Text segment Start Marker
1.8 KiB
ucsinfer
Universal Category System LLM toolkit.
Install
Since this project is still experimental and not for production, it's not packaged on PyPi. You should clone the project to your local machine and do an editable install in a virtual environment.
Note: You will also need ffmpeg and ffprobe in order to interrogate audio files for their metadata.
$ brew install ffmpeg
$ git clone https://git.squad51.us/jamie/ucsinfer.git
$ git submodule update --init
$ python -m venv .venv
$ source .venv/bin/activate # or whatever command is approprate for your shell
$ pip install -e .
Or alternately, this module is packaged with the poetry dependency manager and can be run within a poetry virtualenv.
$ poetry run python -m ucsinfer
Running
python -m ucsinfer [command]
Pass --help
to see a summary of subcommands and options.
The subcommands available at this time are gather
and evaluate
.
Functions
-
recommend
Infer a UCS category for a text description. Text metadata is extracted from audio files and the language model can recommend a corresponding list of appropriate categories, ranked by their alignment with the category definition.
Text segment End Marker
Source data Start Marker
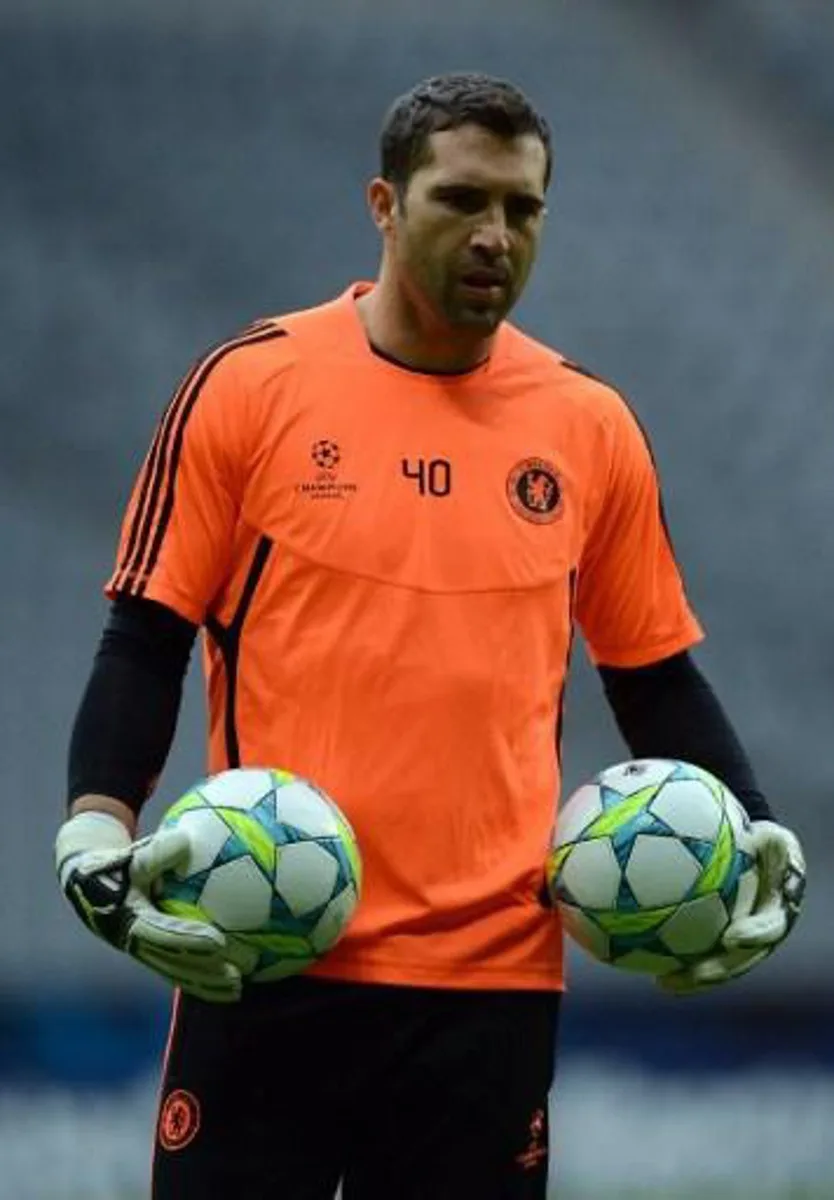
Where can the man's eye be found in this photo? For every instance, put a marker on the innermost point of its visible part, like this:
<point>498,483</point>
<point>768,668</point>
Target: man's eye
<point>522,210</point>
Source data End Marker
## Requirement:
Rewrite the portion of the ucsinfer README between "Or alternately, this" and "the category definition.", inclusive, substituting "actions" for "subcommands".

## Solution to this exercise:
Or alternately, this module is packaged with the poetry dependency manager and can be run within a poetry virtualenv.
$ poetry run python -m ucsinfer
Running
python -m ucsinfer [command]
Pass --help
to see a summary of actions and options.
The actions available at this time are gather
and evaluate
.
Functions
-
recommend
Infer a UCS category for a text description. Text metadata is extracted from audio files and the language model can recommend a corresponding list of appropriate categories, ranked by their alignment with the category definition.